=== Supplied data ===

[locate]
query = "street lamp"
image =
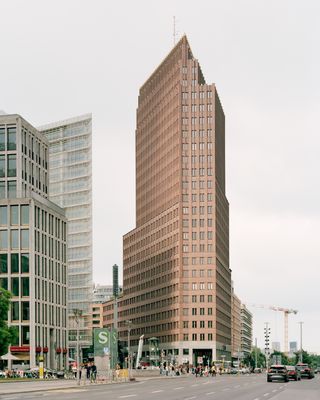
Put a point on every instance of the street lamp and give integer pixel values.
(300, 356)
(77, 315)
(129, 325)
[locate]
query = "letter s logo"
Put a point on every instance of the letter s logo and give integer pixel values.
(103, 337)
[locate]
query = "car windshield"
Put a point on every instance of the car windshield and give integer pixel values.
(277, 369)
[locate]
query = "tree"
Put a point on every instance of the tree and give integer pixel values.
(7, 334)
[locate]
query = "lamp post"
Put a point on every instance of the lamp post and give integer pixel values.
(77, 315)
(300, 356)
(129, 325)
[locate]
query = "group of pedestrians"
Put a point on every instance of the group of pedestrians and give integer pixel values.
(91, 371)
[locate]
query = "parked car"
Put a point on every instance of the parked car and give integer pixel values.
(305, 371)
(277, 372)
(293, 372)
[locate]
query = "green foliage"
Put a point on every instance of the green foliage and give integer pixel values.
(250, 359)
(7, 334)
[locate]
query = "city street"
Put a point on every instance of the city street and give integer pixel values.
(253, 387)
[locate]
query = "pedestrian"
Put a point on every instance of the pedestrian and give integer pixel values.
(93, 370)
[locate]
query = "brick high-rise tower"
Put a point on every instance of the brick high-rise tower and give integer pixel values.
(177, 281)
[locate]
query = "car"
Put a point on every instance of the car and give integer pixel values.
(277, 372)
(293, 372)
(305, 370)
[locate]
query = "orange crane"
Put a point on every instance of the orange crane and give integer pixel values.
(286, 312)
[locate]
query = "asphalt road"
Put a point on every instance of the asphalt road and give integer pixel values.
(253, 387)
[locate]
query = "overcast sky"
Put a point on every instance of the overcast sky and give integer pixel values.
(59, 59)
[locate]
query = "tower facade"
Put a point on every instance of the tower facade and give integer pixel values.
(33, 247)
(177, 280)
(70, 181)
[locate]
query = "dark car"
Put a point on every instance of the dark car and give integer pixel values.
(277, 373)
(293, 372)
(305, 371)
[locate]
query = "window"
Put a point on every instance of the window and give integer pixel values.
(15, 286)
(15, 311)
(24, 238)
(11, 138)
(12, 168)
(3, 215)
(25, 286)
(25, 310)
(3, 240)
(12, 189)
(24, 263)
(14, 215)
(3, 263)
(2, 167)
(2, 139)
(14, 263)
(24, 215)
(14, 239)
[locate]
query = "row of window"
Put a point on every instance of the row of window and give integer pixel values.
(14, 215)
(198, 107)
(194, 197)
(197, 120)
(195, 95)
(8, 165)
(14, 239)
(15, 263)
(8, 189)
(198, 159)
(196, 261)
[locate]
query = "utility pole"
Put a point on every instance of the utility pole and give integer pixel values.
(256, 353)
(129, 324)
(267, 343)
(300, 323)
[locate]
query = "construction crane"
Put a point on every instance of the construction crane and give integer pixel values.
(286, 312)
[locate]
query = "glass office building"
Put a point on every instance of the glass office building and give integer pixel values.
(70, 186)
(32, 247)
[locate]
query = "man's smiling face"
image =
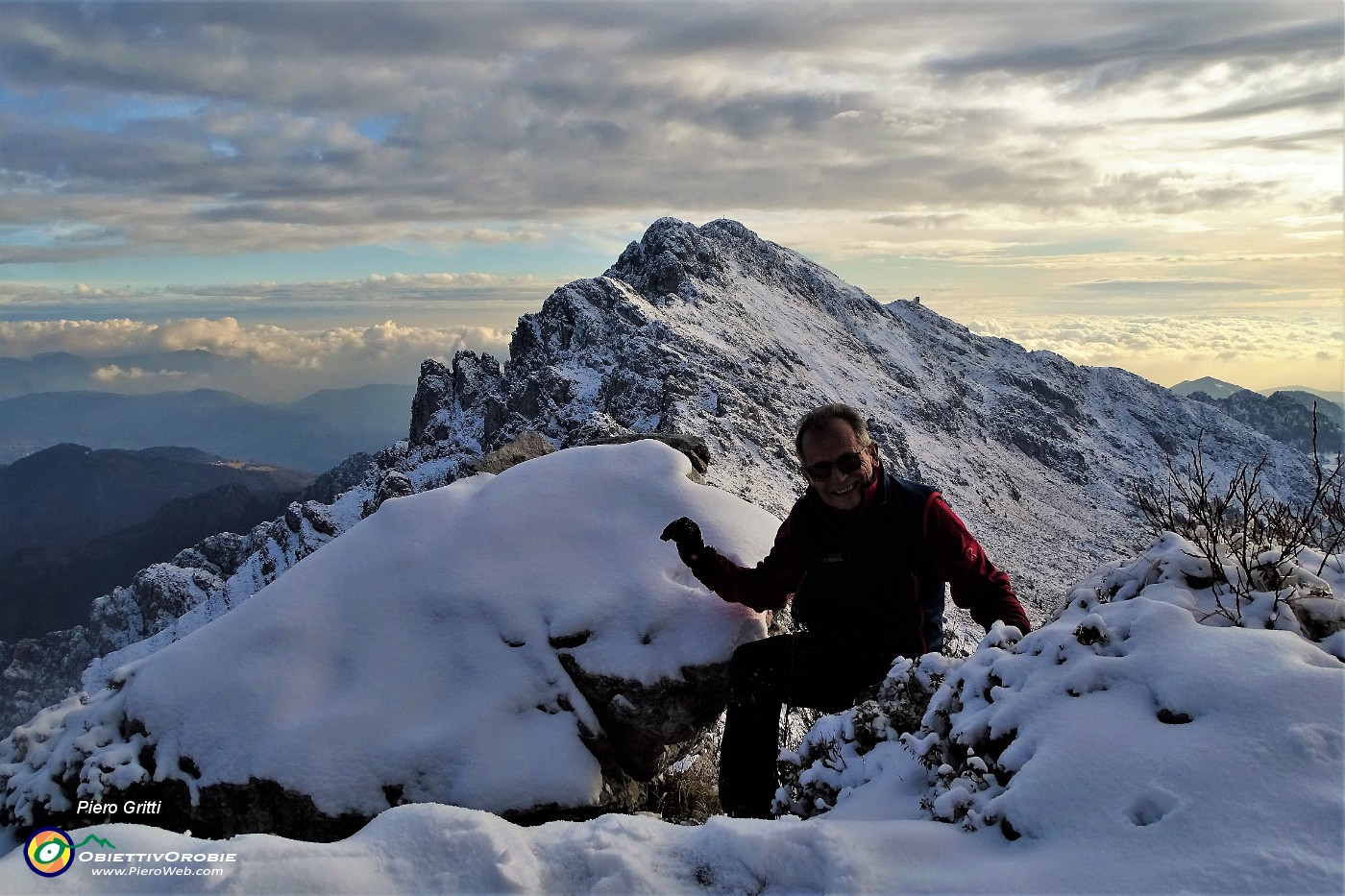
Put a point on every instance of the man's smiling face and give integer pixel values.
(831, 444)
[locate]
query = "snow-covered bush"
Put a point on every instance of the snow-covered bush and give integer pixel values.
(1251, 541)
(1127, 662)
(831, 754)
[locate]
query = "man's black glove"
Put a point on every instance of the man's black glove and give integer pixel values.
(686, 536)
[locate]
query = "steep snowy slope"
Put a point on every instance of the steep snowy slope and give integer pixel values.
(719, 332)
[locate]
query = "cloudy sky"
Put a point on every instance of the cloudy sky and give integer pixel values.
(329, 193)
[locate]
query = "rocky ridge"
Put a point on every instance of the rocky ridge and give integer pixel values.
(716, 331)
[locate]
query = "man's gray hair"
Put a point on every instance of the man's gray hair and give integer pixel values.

===

• What you have to do: Without including the pictures, reproduce all entries exactly.

• The result:
[locate]
query = "street lamp"
image =
Put a point on every instance of the street lamp and give integer pixel values.
(300, 356)
(77, 315)
(129, 325)
[locate]
query = "letter s logo"
Put a point on every instance of the letter s logo and give integer pixel values.
(103, 337)
[locate]
query = "car windshield"
Put a point on every instance of the car windshield and give integer pixel values.
(277, 369)
[locate]
query = "tree"
Put a point on every instance of the tree and give integer pixel values.
(7, 334)
[locate]
query = "lamp post"
Put a point on every instance of the lamp post and give integer pixel values.
(77, 315)
(300, 356)
(129, 325)
[locate]
query = "group of pedestrians"
Put a point on every instance of the group of pedestrians and give integer pixel values.
(91, 371)
[locate]
query = "parked car"
Put a point on every instance of the parked car and give integer pixel values.
(305, 371)
(277, 372)
(293, 372)
[locate]
query = "green foliage"
Put a point on every instance of the green foliage and give integer pixel values.
(250, 359)
(7, 334)
[locate]
query = "city street"
Put a point on every instance of the city street and give integer pixel values.
(253, 387)
[locate]
query = "pedestrian"
Put a point on every instance of the pedestrian and give integer pixel values.
(93, 370)
[locate]
query = "brick high-rise tower"
Put a point on every instance of the brick high-rise tower and give integer pixel values.
(177, 281)
[locate]
query = "car"
Put a point on every instance of the car and give integer pixel values.
(277, 372)
(293, 372)
(305, 370)
[locate]
query = "orange crane"
Put a point on every instance of the orange crane and give integer pixel values.
(286, 312)
[locate]
query = "asphalt road"
Put a point on every instance of the asphalt road and give integer pixel values.
(253, 387)
[locate]
query = "overcast sky"
Put a point on every instance of the overcast sky and give integer pixel values.
(59, 59)
[locate]
query = "tower facade"
Put a point on every instance of the tower facade and give integer pixel values.
(33, 247)
(177, 280)
(70, 181)
[locate]
query = "dark car"
Put a point on every instance of the dark car and give integer pixel values.
(277, 373)
(293, 372)
(305, 371)
[locate]
query = "window"
Put a point on every instance of the window and give integer pixel values.
(15, 286)
(15, 311)
(24, 238)
(11, 138)
(12, 168)
(3, 215)
(25, 286)
(25, 310)
(3, 240)
(12, 189)
(24, 263)
(14, 215)
(3, 263)
(2, 167)
(2, 139)
(14, 263)
(24, 215)
(14, 239)
[locate]
query = "row of window"
Put a point on every instance of the row of window and give integer pixel values.
(14, 215)
(198, 107)
(194, 197)
(197, 120)
(195, 95)
(8, 165)
(14, 239)
(15, 263)
(8, 189)
(198, 159)
(196, 261)
[locate]
query = "utility pole"
Put a point on every instance of the utility pole and give integer pixel values.
(256, 353)
(129, 324)
(267, 343)
(300, 323)
[locate]
query = "construction crane"
Put a point on every instance of the construction crane and give integer pixel values.
(286, 312)
[locate]
query = "glass office building"
Put a point on every instance of the glass office building and give integer pixel values.
(70, 186)
(32, 247)
[locate]
query = "man's smiling face"
image =
Put a point on every instance of the man's smiling face and give integer pixel values.
(831, 444)
[locate]
query = "snow-covered bush"
Put a point on every instance of the snow-covered bush and give integer pixel values.
(1251, 541)
(1127, 662)
(831, 754)
[locate]
query = "man's black glove"
Put a point on every instance of the man's black glove and give integer pixel values.
(686, 536)
[locate]
query = "steep snowy slope"
Put a point on every instance of the steep snowy slope and give integer pixel values.
(719, 332)
[locate]
query = "cloudy sky"
Put a point on every instance of the cloudy sky and give integer pixel values.
(329, 193)
[locate]
query = "rocky ridge"
Put a point on every instance of the rocky ridge and give integer pixel values.
(716, 331)
[locate]
query = "man's gray hair"
Put a point on every instance of the man's gray hair and give integer pixel values.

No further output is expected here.